■ **Task details**: Report each line from the data below that holds the word "blurred".

■ **Dataset records**:
■ ■ ■ ■
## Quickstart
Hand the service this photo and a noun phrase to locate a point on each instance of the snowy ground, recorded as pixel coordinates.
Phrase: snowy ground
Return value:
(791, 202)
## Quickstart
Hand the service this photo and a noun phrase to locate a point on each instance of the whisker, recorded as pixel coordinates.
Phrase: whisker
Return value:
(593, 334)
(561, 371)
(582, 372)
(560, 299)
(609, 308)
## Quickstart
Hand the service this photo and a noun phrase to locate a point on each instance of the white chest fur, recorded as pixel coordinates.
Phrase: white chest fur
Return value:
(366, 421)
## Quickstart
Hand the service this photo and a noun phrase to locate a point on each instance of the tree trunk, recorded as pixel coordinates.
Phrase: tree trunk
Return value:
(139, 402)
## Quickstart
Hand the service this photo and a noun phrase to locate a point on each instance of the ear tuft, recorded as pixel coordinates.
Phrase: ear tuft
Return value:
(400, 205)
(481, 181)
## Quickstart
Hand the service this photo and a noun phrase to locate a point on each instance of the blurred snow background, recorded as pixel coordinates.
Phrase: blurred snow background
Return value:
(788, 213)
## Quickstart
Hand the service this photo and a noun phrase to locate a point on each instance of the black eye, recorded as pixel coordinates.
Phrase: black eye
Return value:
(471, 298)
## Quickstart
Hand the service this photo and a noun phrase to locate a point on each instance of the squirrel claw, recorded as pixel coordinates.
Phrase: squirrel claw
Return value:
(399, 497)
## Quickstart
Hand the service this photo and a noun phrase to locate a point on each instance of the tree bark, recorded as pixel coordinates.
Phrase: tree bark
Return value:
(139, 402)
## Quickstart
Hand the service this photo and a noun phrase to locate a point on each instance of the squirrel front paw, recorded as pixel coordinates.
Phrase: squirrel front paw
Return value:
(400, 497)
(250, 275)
■ ■ ■ ■
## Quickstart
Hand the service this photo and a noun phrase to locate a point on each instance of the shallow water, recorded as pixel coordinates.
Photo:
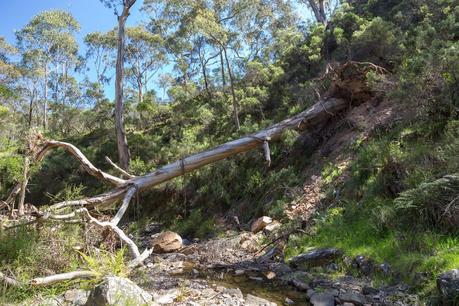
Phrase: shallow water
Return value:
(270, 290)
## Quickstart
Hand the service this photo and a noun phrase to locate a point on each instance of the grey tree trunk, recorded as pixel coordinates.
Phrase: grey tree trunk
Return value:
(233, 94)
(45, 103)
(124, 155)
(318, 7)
■ ■ ■ ■
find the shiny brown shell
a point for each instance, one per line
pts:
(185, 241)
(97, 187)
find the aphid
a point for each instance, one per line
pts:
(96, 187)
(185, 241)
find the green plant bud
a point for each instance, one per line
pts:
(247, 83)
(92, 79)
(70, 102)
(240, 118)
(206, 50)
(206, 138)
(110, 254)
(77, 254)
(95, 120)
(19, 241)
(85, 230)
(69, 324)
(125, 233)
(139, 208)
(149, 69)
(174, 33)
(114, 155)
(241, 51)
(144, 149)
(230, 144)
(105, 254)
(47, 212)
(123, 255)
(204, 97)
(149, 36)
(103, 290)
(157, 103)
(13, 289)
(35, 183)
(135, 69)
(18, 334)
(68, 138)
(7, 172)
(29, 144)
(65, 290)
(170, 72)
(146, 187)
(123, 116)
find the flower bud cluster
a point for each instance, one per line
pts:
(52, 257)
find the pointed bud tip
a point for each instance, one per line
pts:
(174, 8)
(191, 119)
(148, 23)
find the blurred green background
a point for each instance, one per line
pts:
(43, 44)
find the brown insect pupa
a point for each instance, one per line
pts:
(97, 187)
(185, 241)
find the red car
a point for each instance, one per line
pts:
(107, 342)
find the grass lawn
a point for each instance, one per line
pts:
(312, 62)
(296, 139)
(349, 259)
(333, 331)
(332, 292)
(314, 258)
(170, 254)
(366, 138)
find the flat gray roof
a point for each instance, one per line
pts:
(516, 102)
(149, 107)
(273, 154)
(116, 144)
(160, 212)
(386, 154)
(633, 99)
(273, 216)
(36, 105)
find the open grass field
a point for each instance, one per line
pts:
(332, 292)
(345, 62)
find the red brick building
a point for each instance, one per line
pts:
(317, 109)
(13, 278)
■ ■ ■ ■
■ **Task result**:
Hand the service this photo and a noun phrase to locate a point on each instance of the blurred snow background, recorded as pixel coordinates.
Phrase: blurred snow background
find the blurred green background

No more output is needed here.